§ **Extracted material**

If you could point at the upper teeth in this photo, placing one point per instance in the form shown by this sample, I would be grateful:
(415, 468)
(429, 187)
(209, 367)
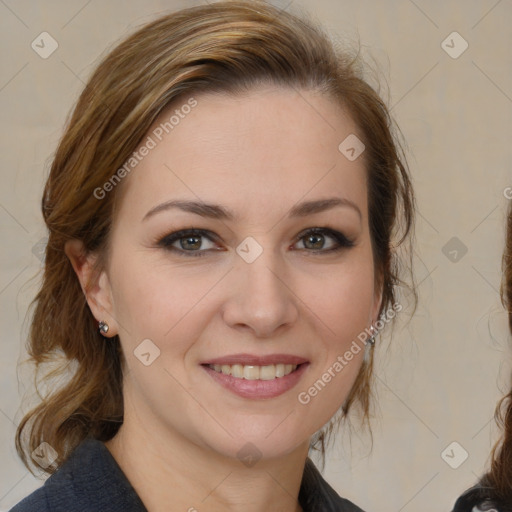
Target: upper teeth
(251, 372)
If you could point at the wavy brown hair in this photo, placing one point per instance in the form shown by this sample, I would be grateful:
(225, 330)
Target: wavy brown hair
(499, 478)
(227, 47)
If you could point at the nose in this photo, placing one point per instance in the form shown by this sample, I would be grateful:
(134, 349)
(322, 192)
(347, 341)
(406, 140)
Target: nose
(262, 301)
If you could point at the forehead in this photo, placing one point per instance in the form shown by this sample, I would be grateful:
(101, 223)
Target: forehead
(258, 152)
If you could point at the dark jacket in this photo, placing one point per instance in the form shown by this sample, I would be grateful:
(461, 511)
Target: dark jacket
(91, 481)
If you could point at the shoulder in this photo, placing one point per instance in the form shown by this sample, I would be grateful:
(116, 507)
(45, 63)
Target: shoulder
(90, 480)
(316, 495)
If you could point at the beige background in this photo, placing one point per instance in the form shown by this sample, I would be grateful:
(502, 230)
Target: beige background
(443, 373)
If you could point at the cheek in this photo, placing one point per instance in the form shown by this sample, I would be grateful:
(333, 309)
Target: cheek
(159, 301)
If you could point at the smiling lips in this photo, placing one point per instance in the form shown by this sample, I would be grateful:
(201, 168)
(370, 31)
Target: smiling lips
(257, 377)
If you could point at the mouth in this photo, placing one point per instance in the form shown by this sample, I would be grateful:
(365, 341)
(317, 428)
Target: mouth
(257, 377)
(253, 372)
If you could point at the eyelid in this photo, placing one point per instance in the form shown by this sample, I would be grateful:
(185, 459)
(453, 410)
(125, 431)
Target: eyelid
(167, 241)
(342, 240)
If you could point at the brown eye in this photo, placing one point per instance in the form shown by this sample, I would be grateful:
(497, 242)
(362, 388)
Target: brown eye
(191, 243)
(322, 240)
(314, 241)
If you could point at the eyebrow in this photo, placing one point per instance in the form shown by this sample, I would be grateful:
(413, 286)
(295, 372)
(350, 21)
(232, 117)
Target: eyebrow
(215, 211)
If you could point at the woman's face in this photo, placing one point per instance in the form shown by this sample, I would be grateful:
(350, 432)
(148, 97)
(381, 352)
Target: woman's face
(240, 251)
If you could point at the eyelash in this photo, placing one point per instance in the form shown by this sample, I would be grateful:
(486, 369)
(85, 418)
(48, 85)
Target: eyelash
(166, 242)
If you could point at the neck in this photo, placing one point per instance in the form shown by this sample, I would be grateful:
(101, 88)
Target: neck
(166, 468)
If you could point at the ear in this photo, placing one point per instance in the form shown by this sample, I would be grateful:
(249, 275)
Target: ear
(95, 283)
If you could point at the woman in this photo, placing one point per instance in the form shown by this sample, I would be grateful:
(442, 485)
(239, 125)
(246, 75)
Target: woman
(494, 492)
(224, 211)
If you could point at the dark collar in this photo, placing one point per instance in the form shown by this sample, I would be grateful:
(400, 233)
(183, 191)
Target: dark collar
(92, 480)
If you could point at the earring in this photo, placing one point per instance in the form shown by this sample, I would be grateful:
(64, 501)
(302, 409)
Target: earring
(371, 339)
(103, 327)
(369, 344)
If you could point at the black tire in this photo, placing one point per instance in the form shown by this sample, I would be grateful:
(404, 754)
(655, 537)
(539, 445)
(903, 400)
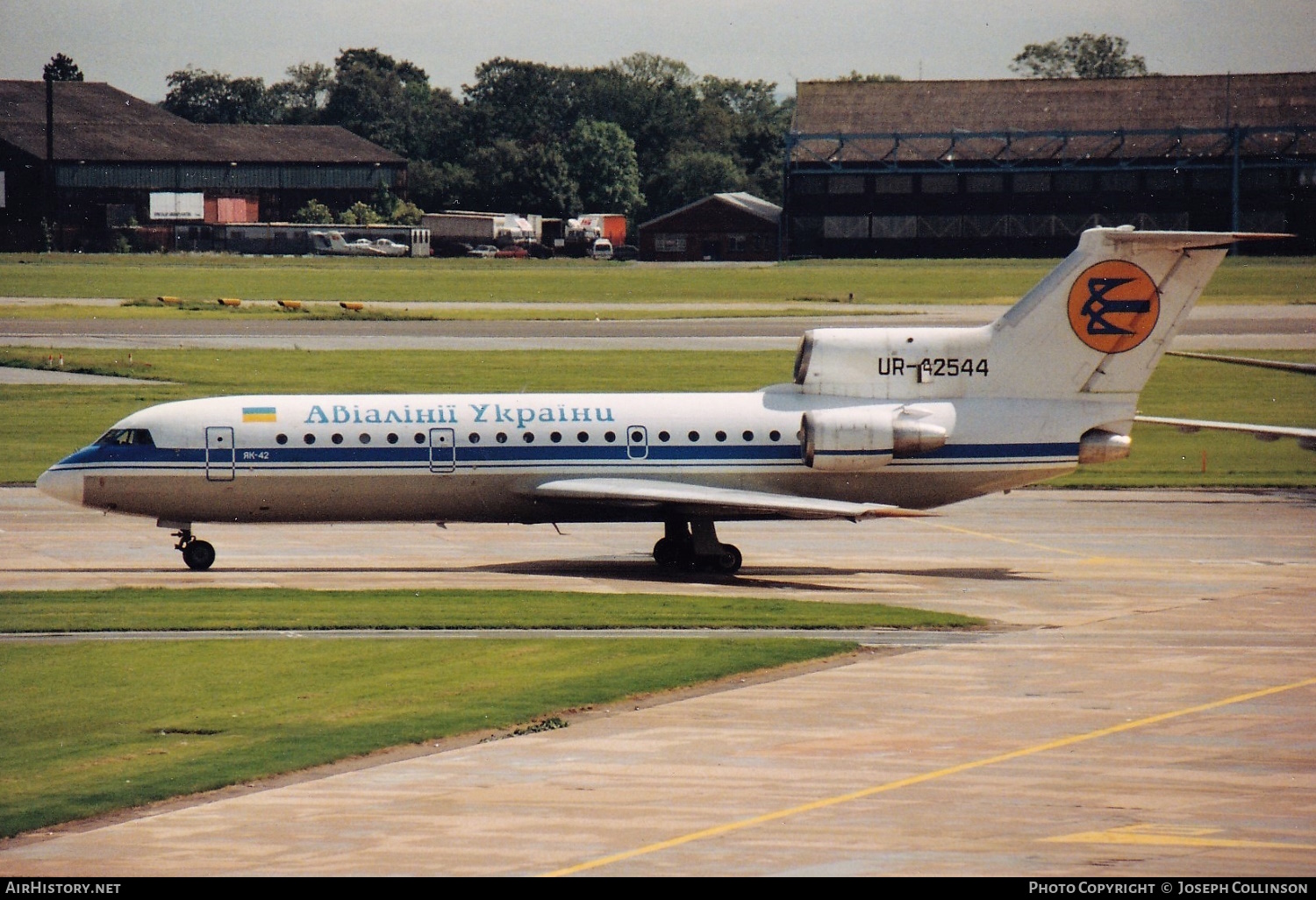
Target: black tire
(199, 555)
(728, 562)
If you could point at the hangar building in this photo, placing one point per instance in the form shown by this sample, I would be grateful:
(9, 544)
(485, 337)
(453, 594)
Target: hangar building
(118, 158)
(1021, 166)
(732, 226)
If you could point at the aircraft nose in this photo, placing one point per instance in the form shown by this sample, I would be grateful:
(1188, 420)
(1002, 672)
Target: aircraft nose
(61, 484)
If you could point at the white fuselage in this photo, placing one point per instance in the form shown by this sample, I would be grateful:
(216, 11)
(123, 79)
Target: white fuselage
(479, 457)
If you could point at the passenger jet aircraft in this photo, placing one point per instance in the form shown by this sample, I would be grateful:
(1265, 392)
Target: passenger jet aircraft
(878, 423)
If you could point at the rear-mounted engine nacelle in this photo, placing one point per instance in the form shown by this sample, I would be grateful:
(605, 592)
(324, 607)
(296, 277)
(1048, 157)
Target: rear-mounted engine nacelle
(866, 439)
(1098, 445)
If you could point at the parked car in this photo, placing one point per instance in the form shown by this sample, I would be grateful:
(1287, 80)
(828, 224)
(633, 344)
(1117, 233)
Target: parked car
(537, 250)
(450, 249)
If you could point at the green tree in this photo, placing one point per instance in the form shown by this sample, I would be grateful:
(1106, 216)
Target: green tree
(747, 121)
(360, 213)
(405, 213)
(391, 103)
(61, 68)
(1079, 55)
(524, 102)
(602, 160)
(510, 176)
(300, 99)
(689, 175)
(313, 213)
(213, 97)
(440, 186)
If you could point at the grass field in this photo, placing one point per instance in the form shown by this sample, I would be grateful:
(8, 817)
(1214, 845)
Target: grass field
(97, 726)
(39, 424)
(205, 276)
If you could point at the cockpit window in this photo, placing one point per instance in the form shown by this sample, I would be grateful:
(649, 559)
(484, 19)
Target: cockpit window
(139, 436)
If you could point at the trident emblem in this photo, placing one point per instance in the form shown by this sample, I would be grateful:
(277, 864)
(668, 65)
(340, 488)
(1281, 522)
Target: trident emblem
(1098, 305)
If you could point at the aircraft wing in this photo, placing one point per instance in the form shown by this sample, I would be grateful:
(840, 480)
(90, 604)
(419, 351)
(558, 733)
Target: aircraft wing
(1305, 436)
(700, 500)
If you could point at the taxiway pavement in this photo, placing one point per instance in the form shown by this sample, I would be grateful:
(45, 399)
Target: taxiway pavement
(1147, 708)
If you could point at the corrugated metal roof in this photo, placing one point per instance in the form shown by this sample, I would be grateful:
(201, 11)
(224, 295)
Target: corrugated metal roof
(955, 111)
(95, 121)
(747, 202)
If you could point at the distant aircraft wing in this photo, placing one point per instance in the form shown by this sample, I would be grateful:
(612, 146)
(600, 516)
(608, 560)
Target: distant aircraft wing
(700, 500)
(1305, 436)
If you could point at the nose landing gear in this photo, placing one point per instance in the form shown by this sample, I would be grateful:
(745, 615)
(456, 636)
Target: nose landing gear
(199, 555)
(695, 545)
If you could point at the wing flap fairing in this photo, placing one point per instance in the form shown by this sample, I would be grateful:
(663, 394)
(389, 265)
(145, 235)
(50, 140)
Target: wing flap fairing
(702, 500)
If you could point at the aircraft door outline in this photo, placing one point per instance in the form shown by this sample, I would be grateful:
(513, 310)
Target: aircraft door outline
(637, 442)
(220, 454)
(442, 450)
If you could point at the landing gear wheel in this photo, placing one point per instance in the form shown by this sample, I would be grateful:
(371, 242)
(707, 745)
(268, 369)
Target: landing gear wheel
(669, 553)
(728, 561)
(199, 555)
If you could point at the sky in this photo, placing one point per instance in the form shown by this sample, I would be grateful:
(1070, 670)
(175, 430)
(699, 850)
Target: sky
(136, 44)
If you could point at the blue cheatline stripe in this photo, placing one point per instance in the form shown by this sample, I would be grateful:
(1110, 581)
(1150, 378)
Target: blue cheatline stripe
(507, 455)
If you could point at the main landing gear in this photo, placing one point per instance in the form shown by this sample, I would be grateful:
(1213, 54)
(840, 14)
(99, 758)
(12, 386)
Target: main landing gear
(197, 554)
(695, 545)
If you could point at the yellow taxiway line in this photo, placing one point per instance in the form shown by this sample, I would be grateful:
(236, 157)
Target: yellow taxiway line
(920, 779)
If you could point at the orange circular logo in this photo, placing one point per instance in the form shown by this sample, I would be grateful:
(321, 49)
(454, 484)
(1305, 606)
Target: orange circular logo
(1113, 305)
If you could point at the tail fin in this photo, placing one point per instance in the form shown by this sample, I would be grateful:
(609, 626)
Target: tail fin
(1095, 325)
(1100, 320)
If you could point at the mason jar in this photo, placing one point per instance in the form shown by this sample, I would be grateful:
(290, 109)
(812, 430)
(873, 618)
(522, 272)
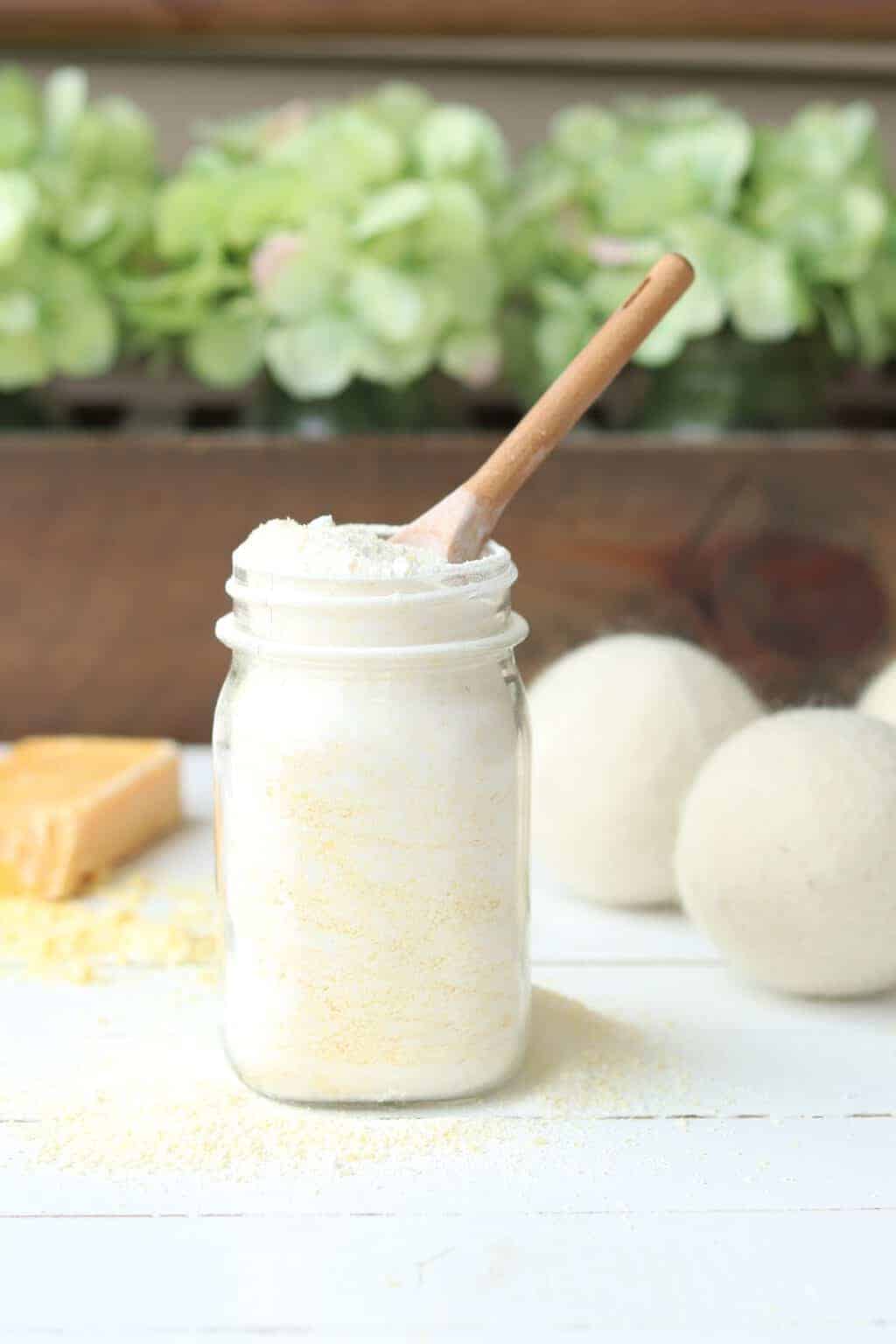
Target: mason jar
(373, 792)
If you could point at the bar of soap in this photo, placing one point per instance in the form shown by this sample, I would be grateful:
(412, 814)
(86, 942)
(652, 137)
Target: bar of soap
(73, 807)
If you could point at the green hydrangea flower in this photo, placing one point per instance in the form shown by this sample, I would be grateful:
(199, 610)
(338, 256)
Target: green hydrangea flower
(344, 241)
(782, 228)
(77, 182)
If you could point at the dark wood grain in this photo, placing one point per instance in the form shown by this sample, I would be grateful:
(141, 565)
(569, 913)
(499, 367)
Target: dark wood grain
(55, 20)
(778, 553)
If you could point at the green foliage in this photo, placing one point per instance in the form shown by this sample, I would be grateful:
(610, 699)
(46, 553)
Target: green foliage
(376, 240)
(77, 183)
(785, 228)
(348, 241)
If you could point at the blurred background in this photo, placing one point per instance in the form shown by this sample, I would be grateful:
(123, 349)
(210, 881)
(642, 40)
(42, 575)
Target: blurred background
(301, 258)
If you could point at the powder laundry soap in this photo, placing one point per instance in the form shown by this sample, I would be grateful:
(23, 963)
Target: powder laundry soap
(371, 752)
(621, 727)
(788, 852)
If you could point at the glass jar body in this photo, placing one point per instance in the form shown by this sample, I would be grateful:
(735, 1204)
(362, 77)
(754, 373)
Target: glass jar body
(373, 847)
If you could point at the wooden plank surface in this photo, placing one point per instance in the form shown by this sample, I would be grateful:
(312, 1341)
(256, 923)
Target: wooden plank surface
(777, 553)
(54, 20)
(742, 1184)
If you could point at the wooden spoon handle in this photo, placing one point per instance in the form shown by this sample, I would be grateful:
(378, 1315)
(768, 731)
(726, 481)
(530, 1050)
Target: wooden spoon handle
(590, 373)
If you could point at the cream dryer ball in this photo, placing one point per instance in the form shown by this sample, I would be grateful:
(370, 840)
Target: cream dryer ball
(788, 852)
(878, 696)
(620, 729)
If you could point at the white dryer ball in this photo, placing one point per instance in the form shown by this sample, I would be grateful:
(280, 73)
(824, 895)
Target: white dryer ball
(620, 729)
(788, 852)
(878, 696)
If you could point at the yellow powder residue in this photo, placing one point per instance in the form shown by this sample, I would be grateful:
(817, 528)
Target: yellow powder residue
(136, 922)
(143, 1109)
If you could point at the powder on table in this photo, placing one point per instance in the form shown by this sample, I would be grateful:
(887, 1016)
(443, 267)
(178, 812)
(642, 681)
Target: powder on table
(115, 928)
(321, 550)
(141, 1110)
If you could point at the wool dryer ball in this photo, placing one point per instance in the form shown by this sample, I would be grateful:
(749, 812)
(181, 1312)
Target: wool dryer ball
(788, 852)
(878, 696)
(620, 729)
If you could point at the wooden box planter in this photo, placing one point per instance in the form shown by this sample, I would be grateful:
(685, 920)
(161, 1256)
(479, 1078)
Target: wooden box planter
(778, 551)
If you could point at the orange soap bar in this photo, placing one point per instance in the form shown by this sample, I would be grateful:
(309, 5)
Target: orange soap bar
(70, 808)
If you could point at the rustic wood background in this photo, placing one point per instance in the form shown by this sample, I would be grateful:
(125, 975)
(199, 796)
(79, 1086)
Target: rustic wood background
(780, 553)
(57, 20)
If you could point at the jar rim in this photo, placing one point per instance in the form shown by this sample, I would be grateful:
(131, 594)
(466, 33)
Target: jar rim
(277, 588)
(494, 569)
(240, 640)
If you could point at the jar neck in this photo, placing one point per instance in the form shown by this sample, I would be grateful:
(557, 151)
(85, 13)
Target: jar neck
(472, 606)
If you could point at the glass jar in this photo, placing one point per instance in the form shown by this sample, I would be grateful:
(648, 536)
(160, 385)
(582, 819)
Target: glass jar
(373, 794)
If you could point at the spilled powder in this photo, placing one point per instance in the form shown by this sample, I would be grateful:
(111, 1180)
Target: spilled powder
(152, 1097)
(133, 922)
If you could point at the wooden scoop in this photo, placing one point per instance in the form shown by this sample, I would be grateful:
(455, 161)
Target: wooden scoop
(459, 524)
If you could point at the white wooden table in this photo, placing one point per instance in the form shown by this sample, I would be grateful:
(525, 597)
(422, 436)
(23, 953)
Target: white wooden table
(735, 1179)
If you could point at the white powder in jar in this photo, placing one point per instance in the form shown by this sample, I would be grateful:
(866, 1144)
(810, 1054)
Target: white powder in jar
(373, 779)
(321, 550)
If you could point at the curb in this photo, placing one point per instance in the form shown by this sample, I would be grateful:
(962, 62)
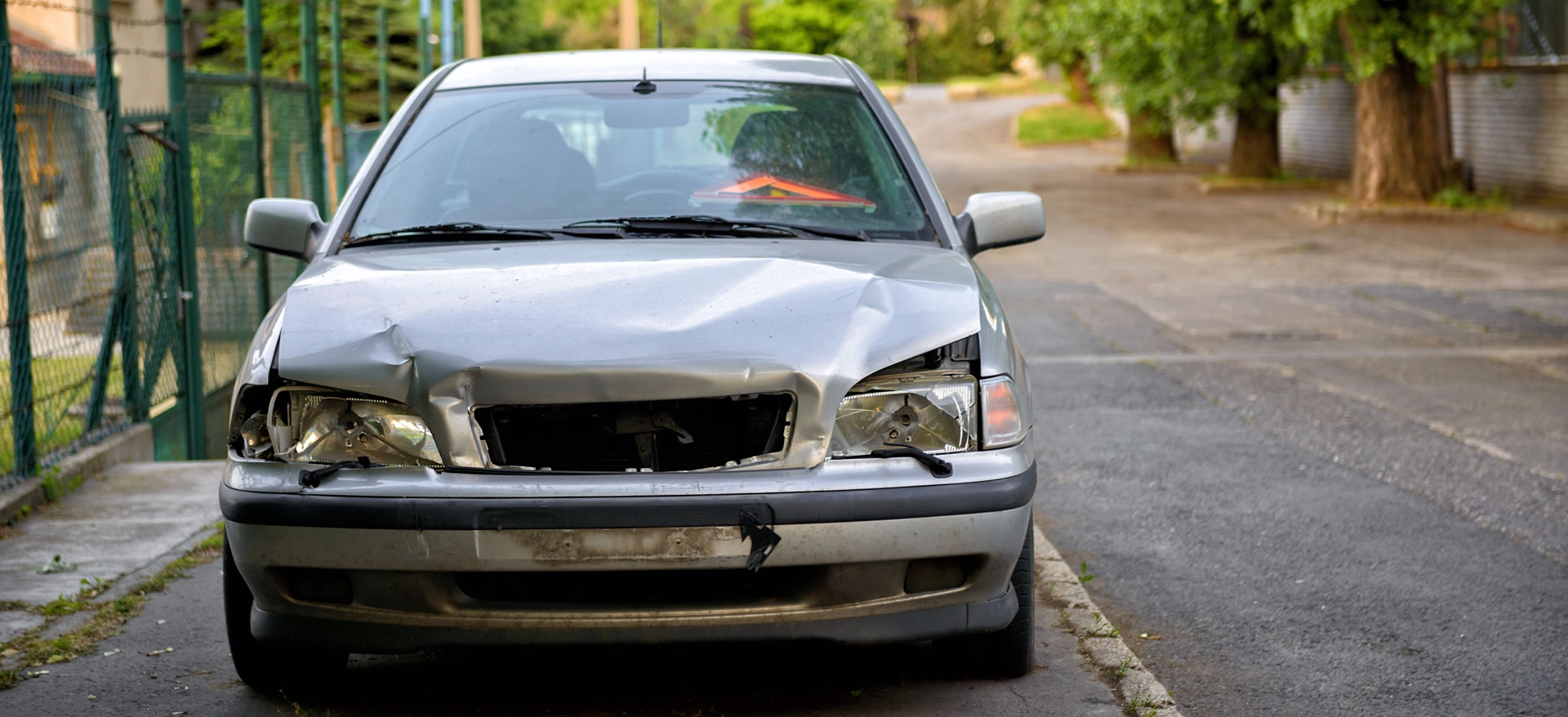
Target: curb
(1206, 187)
(131, 444)
(1101, 644)
(1518, 219)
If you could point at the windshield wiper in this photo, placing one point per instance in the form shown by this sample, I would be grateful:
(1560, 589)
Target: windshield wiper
(461, 229)
(719, 225)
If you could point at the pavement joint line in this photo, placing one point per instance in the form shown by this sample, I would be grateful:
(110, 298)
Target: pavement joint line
(1099, 642)
(1298, 355)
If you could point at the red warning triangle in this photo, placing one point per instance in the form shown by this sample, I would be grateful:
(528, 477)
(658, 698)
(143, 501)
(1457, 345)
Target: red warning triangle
(777, 190)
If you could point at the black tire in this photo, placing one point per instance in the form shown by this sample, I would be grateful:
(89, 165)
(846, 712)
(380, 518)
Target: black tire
(1009, 652)
(269, 667)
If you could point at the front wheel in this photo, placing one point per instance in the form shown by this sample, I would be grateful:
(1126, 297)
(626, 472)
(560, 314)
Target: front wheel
(1009, 652)
(262, 666)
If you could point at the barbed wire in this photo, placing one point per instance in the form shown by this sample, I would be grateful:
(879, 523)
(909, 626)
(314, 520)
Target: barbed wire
(85, 11)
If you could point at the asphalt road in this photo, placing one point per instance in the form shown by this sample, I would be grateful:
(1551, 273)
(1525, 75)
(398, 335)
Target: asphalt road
(1321, 465)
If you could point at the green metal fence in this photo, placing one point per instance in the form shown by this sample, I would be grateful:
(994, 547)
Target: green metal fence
(129, 292)
(60, 281)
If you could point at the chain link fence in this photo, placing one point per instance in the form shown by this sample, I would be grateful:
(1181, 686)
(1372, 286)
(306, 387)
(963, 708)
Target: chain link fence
(61, 279)
(98, 264)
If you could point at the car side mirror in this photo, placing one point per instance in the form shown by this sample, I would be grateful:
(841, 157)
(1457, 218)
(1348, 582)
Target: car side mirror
(284, 226)
(1000, 219)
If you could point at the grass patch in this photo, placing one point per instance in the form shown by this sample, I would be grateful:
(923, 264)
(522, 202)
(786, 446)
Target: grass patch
(1281, 180)
(1056, 124)
(1004, 85)
(109, 617)
(1457, 198)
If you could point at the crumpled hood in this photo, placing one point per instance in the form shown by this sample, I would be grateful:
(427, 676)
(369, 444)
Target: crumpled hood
(448, 328)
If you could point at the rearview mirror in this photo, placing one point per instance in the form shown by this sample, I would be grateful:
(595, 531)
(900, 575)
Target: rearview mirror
(284, 226)
(1000, 219)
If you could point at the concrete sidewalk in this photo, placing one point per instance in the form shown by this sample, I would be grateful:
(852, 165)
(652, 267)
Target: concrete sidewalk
(107, 528)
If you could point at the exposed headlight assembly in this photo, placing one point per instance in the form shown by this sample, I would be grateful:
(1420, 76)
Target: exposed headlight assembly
(933, 412)
(315, 425)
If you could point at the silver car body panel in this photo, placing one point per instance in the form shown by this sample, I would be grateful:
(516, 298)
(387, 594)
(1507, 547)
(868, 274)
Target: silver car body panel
(615, 320)
(405, 577)
(661, 65)
(841, 474)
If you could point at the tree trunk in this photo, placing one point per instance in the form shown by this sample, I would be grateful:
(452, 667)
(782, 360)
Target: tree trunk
(1254, 151)
(1396, 148)
(1079, 90)
(1147, 143)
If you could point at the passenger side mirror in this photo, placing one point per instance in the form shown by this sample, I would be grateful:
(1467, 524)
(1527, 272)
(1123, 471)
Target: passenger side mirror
(1000, 219)
(284, 226)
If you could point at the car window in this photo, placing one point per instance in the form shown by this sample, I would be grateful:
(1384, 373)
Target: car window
(546, 156)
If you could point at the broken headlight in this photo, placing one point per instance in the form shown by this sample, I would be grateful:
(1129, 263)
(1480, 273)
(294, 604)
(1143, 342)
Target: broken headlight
(930, 412)
(315, 427)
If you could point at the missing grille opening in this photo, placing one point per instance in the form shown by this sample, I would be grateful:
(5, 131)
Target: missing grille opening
(662, 435)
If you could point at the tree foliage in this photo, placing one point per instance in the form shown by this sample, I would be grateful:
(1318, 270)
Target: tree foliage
(1380, 33)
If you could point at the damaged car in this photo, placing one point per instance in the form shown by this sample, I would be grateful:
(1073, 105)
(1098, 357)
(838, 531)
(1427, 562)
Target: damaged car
(632, 347)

§ **To do**
Starting with the line that contains "If you could point at the damaged" and going on through the end of the material, write those lines out again with "damaged car" swapped for "wrecked car" and everything else unchanged.

§ **Output**
If you could point at the wrecked car in this photo, placing one point per instance in the form shown by this sample, I would be grateful:
(1073, 105)
(1098, 357)
(838, 531)
(1427, 562)
Target: wrecked car
(632, 347)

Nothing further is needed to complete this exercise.